Data for processing.
##########

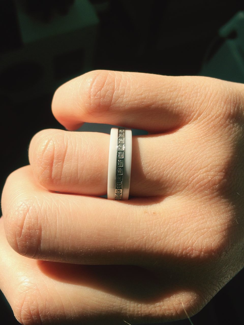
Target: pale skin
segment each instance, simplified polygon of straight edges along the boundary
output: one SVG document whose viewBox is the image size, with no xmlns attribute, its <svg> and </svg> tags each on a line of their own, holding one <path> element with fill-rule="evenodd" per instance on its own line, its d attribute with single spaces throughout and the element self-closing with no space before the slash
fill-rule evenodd
<svg viewBox="0 0 244 325">
<path fill-rule="evenodd" d="M 0 288 L 19 322 L 185 318 L 243 267 L 243 94 L 209 77 L 106 70 L 58 88 L 52 111 L 70 131 L 34 135 L 2 197 Z M 129 200 L 99 197 L 109 135 L 75 132 L 84 122 L 148 131 L 133 137 Z"/>
</svg>

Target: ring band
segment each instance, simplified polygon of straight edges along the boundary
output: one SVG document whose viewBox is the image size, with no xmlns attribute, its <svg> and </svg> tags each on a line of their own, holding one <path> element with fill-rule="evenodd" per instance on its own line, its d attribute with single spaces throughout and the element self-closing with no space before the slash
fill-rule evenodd
<svg viewBox="0 0 244 325">
<path fill-rule="evenodd" d="M 132 152 L 131 130 L 112 127 L 110 133 L 108 170 L 108 199 L 128 200 Z"/>
</svg>

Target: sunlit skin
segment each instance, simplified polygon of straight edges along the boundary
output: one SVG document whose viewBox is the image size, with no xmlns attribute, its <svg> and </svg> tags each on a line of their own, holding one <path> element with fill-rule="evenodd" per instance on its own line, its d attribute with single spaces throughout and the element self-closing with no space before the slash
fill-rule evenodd
<svg viewBox="0 0 244 325">
<path fill-rule="evenodd" d="M 106 70 L 58 89 L 52 110 L 67 130 L 34 136 L 2 196 L 0 288 L 20 323 L 185 318 L 243 267 L 244 94 Z M 148 131 L 132 137 L 128 200 L 99 197 L 110 137 L 75 132 L 85 122 Z"/>
</svg>

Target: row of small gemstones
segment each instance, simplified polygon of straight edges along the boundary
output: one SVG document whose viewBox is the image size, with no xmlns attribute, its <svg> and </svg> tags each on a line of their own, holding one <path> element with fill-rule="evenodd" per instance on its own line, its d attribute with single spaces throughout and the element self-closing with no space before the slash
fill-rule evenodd
<svg viewBox="0 0 244 325">
<path fill-rule="evenodd" d="M 123 184 L 123 168 L 125 157 L 125 129 L 118 129 L 117 145 L 117 163 L 115 176 L 115 199 L 121 200 L 122 197 Z"/>
</svg>

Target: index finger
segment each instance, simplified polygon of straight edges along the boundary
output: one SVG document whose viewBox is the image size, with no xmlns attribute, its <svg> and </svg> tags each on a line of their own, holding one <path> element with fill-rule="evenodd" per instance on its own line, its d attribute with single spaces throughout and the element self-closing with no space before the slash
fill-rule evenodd
<svg viewBox="0 0 244 325">
<path fill-rule="evenodd" d="M 194 109 L 204 78 L 212 79 L 95 70 L 58 88 L 52 111 L 71 130 L 87 122 L 161 132 L 200 113 Z"/>
</svg>

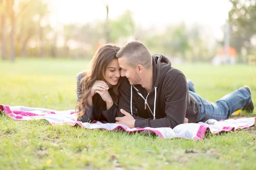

##########

Short problem.
Write out all of the lines above word for word, leaving out the pictures.

Answer to the problem.
Target: pale skin
segment each instance, simplified polygon of straight edges along the boundary
output: one SVG document whose viewBox is the image size, with no xmlns attribute, its <svg> and </svg> tags each on a line of their own, holding one <path> element with fill-rule="evenodd" per instance on its own line, its d attribute with single spaces throughout and the element self-closing with no space before the slash
fill-rule evenodd
<svg viewBox="0 0 244 325">
<path fill-rule="evenodd" d="M 0 288 L 19 322 L 185 318 L 243 267 L 243 94 L 209 77 L 106 70 L 58 88 L 52 111 L 70 131 L 34 135 L 2 197 Z M 129 200 L 99 197 L 109 135 L 75 132 L 84 122 L 148 131 L 133 137 Z"/>
</svg>

Target: ring band
segment each instance, simplified polygon of straight edges along the boundary
output: one SVG document whose viewBox is the image size, with no xmlns attribute, its <svg> and </svg> tags each on a line of their own, holding one <path> element with fill-rule="evenodd" per instance on its own line, its d attribute with single spaces throughout and the element self-closing with no space before the slash
fill-rule evenodd
<svg viewBox="0 0 244 325">
<path fill-rule="evenodd" d="M 132 152 L 131 130 L 112 127 L 110 133 L 108 170 L 108 199 L 128 200 Z"/>
</svg>

Target: sunlit skin
segment each instance, simplified polygon of straight edges along the boundary
output: one SVG document whose viewBox is the image size, with no xmlns attribute, its <svg> and </svg> tags each on a line of their own, holding one <path> element with fill-rule="evenodd" per instance on its own line, its d attribute with single spaces throughout and the element self-closing with no space before the slash
fill-rule evenodd
<svg viewBox="0 0 244 325">
<path fill-rule="evenodd" d="M 106 70 L 58 89 L 52 110 L 67 130 L 34 136 L 2 196 L 0 288 L 20 323 L 185 318 L 243 267 L 244 94 Z M 148 131 L 132 137 L 128 200 L 99 197 L 110 137 L 75 132 L 85 122 Z"/>
</svg>

Target: row of small gemstones
segment each instance, simplified polygon of straight edges along the boundary
output: one SVG document whose viewBox is the image size, with no xmlns attribute, its <svg> and </svg> tags each on a line of their own, holding one <path> element with fill-rule="evenodd" per instance on its own line, its d attribute with single spaces throughout and the element self-closing with no space before the slash
fill-rule evenodd
<svg viewBox="0 0 244 325">
<path fill-rule="evenodd" d="M 123 184 L 123 168 L 125 157 L 125 129 L 118 129 L 117 145 L 117 163 L 115 176 L 115 199 L 121 200 L 122 197 Z"/>
</svg>

Target: index finger
segment each instance, simplified polygon of straight edges along the boundary
output: one SVG document whose viewBox is the image size, with no xmlns attribute, its <svg> and </svg> tags each on a line of their own, holding one <path> element with fill-rule="evenodd" per instance on its own line, its d attribute with single spaces throughout and the element self-closing with no space before the slash
fill-rule evenodd
<svg viewBox="0 0 244 325">
<path fill-rule="evenodd" d="M 194 109 L 204 78 L 212 79 L 95 70 L 58 88 L 52 111 L 71 130 L 87 122 L 161 132 L 200 113 Z"/>
</svg>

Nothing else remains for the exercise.